--- EXERCISE TASK ---
Could you give the lines as a Markdown table with the columns Row and Line, starting at the line that contains "frog's hind leg?" and stopping after the final line, with both ends included and blank lines left out?

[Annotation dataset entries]
───

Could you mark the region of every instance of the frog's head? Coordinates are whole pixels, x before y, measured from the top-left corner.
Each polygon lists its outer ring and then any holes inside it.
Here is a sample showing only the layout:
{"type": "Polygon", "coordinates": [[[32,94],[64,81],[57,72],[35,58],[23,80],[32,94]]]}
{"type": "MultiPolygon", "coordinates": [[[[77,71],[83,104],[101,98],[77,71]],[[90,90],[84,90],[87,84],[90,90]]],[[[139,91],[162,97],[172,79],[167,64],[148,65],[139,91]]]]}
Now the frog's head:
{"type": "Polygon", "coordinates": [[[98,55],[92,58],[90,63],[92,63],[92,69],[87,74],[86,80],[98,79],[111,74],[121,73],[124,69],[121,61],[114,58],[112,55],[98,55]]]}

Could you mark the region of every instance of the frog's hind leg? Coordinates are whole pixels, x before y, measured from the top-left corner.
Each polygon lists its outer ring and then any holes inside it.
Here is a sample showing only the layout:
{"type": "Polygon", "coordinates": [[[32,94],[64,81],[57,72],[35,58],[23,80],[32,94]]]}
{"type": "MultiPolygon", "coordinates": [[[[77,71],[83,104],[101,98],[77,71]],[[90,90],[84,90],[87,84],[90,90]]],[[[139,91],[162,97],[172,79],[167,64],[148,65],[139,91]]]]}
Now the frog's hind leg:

───

--- WRITTEN RESPONSE ---
| Row | Line |
|---|---|
| 1 | Could you mark the region of every instance of the frog's hind leg? Coordinates are whole pixels, x before y, measured from the top-left corner. |
| 2 | Each polygon lists its outer ring and then any holes inside it. |
| 3 | Here is a sample showing only the layout: |
| 4 | {"type": "Polygon", "coordinates": [[[32,94],[64,81],[57,72],[35,58],[23,80],[32,94]]]} |
| 5 | {"type": "MultiPolygon", "coordinates": [[[[77,71],[83,104],[101,98],[77,71]],[[90,90],[84,90],[87,84],[90,90]]],[[[139,91],[162,97],[172,79],[167,64],[148,65],[139,91]]]]} |
| 6 | Now the frog's hind leg: |